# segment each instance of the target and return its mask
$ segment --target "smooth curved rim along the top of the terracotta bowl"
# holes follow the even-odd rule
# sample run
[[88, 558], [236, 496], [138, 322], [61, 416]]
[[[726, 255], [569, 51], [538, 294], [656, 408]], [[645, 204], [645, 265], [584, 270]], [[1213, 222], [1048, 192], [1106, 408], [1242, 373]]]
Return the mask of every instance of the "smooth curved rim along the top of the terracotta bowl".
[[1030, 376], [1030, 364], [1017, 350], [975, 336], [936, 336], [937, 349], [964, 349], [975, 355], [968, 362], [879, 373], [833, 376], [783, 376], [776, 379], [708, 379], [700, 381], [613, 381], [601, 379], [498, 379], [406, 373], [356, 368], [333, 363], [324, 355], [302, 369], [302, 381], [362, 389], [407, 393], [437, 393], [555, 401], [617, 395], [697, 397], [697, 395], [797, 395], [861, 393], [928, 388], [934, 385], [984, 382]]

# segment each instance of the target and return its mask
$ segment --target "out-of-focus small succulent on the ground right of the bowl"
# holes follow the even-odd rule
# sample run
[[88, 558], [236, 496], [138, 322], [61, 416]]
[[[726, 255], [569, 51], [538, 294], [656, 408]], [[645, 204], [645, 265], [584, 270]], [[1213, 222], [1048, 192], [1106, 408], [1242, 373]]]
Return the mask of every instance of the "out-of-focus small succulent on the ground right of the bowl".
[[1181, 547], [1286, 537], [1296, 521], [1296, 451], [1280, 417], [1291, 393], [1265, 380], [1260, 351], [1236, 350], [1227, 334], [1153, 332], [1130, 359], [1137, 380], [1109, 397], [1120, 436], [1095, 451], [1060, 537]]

━━━━━━━━

Every line of the data must be written out again word for word.

# segment each instance of the target and return its mask
$ segment --target "smooth curved rim along the top of the terracotta bowl"
# holes follow the even-odd rule
# sample run
[[88, 558], [236, 496], [138, 322], [61, 416]]
[[[726, 255], [569, 51], [538, 294], [656, 408]], [[645, 204], [645, 265], [584, 270]], [[1213, 222], [1048, 192], [1106, 408], [1242, 373]]]
Return the mask of every instance of the "smooth curved rim along the top of the terracotta bowl".
[[1030, 376], [1030, 364], [1017, 350], [975, 336], [936, 336], [937, 349], [964, 349], [975, 355], [968, 362], [879, 373], [833, 376], [783, 376], [776, 379], [708, 379], [700, 381], [613, 381], [601, 379], [498, 379], [406, 373], [356, 368], [333, 363], [324, 355], [302, 369], [302, 381], [362, 389], [407, 393], [437, 393], [555, 401], [617, 395], [697, 397], [697, 395], [797, 395], [861, 393], [928, 388], [934, 385], [984, 382]]

# segment each instance of the target and return its mask
$ segment --target "out-of-focus small succulent on the ground right of the bowl"
# holes follow the even-odd rule
# sample run
[[88, 558], [236, 496], [138, 322], [61, 416]]
[[[726, 255], [569, 51], [538, 294], [656, 408]], [[645, 204], [645, 265], [584, 270]], [[1213, 222], [1048, 192], [1106, 408], [1242, 373]]]
Return the mask of every instance of the "out-of-focus small succulent on the ground right of the bowl".
[[1181, 547], [1286, 537], [1296, 521], [1296, 451], [1280, 417], [1291, 393], [1265, 380], [1260, 351], [1236, 350], [1227, 334], [1153, 332], [1130, 359], [1137, 380], [1109, 397], [1120, 436], [1095, 451], [1060, 537]]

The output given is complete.